Set problem 1: Reproduce the rows that follow the judgment excerpt line for line, leaving the pictures out.

Page excerpt:
━━━━━━━━━━
A. Simon vs Venkatammal on 9 July, 1990

Equivalent citations: II(1991)DMC66

JUDGMENT
 

Padmini Jesudurai, J.
 

1. The petitioner, against whom an ex-parte order of maintenance has been passed in favour of his mother aged 70, has filed the present revision challenging the order of the learned Magistrate, both on the ground setting him ex-parte, as well as his liability to pay maintenance and the quantum.

2. The respondent is the widowed mother of the petitioner. She filed M.C. No. 33 of 1985 under Section 125, Cr. P.C. in the Court of the Judicial First Class Magistrate No. 1, vellore, claiming a monthly maintenance of Rs. 500 /-on the averment that she was widowed while young and with great difficulty she had brought up the Petitioner and her other sons, got them married in life and settled her properties on them. About six months prior to the filing of the petition she was driven-out of their house by the petitioner and another son Sekar, who was initially shown respondent in the petition. The respondent had no means to maintain herself and was too old to earn a living. The petitioner was a Government Servant drawing more than Rs. 700/- per month. He had failed to maintain the respondent.

3. The petition was taken on file on 18-5-1985, and on 2-1-1986 notice by Registered Post with Acknowledgement Due was ordered to the petitioner and to the son Sekar for the hearing on 17-1-1986. The petitioner was Served, while the notice to the son Sekar was returned unserved. On 17-1-1986 the petitioner did not appear in Court, and non-bailable warrant was issued to secure his attendence. Fresh notice to Sekar was ordered for the subsequent hearings but all the notices were returned unserved. On 23-4-86, the respondent filed a memo that since her son Sekar was paying her more than Rs. 100/- per month for maintenance, she was giving him up in the present proceedings. Since the non-bailable warrant against the petitioner continued to be pending, on 7.6.86, publication in a Local Tamil Daily was ordered and on 7-8-1986 the publications was made in the Tamil Daily 'Malai Murasu' for the hearing on 13-8-1986. On 13-8-1986, the petitioner did not appear and he was set ex-parte and evidence was taken. On 19-8-1986 the impugned order was passed.

4. Initially Thiru Gopinath, Learned counsel for the petitioner would urge that -though proviso (2) to Section 126 of the Criminal Procedure Code (the Code for Short) enables the petitioner to file an application before the Magistrate to have the ex-parte order set aside, it was open to the petitioner to forego that remedy and file a revision under Section 397, Cr.P.C. wherein also, he would challenge the correctness of the order, in so far as it related to setting him ex-parte. Reliance was placed upon a decision of a learned Judge of this Court in Muthusamy v. Kataiarasi and another 1989 L.W. Crl. 168 and also to a Judgment of a Full Bench of the Kerala High Court in Balan Nair v. Bavani Ammu and another 1987 Crl. L.J. 399 Kerala-FB wherein also, the Court held that a person against whom an ex-parte order under Section 125 Cr. P.C. has been made, could challenge the legality of setting him exparte, either by an application under Sec. 126 or in a revision under Section 397. Reference was also made to the analogous provision in the Civil Procedure Code and in particular to a judgment of a Full Bench of this Court in Krishna Ayyar v. Kuppan Ayyangar I.L.R. 30 Madras 54 wherein it was held that when a suit was decreed ex-parte, the appellate Court to which an appeal from the decree was preferred under Section 540 of the Code of Civil Procedure (Act 14 of 1882), has jurisdiction to reverse the decree of the lower Court on the ground that such Court was wrong in proceeding to decide the suit ex-parte and the appellate Court could remand the suit for rehearing.
━━━━━━━━━━
Data shown:
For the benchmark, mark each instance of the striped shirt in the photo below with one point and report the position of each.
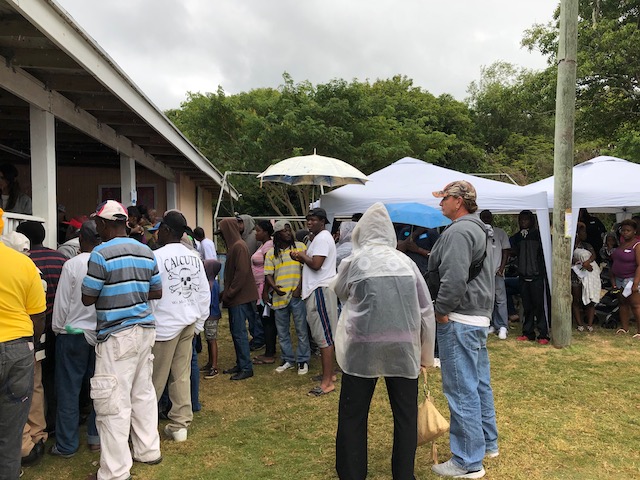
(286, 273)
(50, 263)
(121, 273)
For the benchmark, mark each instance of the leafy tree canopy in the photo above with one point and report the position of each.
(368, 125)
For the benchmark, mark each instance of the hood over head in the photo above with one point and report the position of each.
━━━━━━━━━━
Set problem 2: Name every case that paragraph 4 of the judgment excerpt cites, with its citation.

Correct answer 1:
For the benchmark, mark each instance of the striped shirt in the photo below with one point and report the position of each.
(286, 273)
(50, 263)
(121, 273)
For the benchmark, mark each instance of the leafy tree canopy in the photo above with one point and report the position of each.
(368, 125)
For the benchmark, mark each instance of the hood over head in the photo above with one point and report the position of each.

Correct answer 2:
- Muthusamy v. Kataiarasi and another, 1989 L.W. Crl. 168
- Balan Nair v. Bavani Ammu and another, 1987 Crl. L.J. 399 Kerala-FB
- Krishna Ayyar v. Kuppan Ayyangar, I.L.R. 30 Madras 54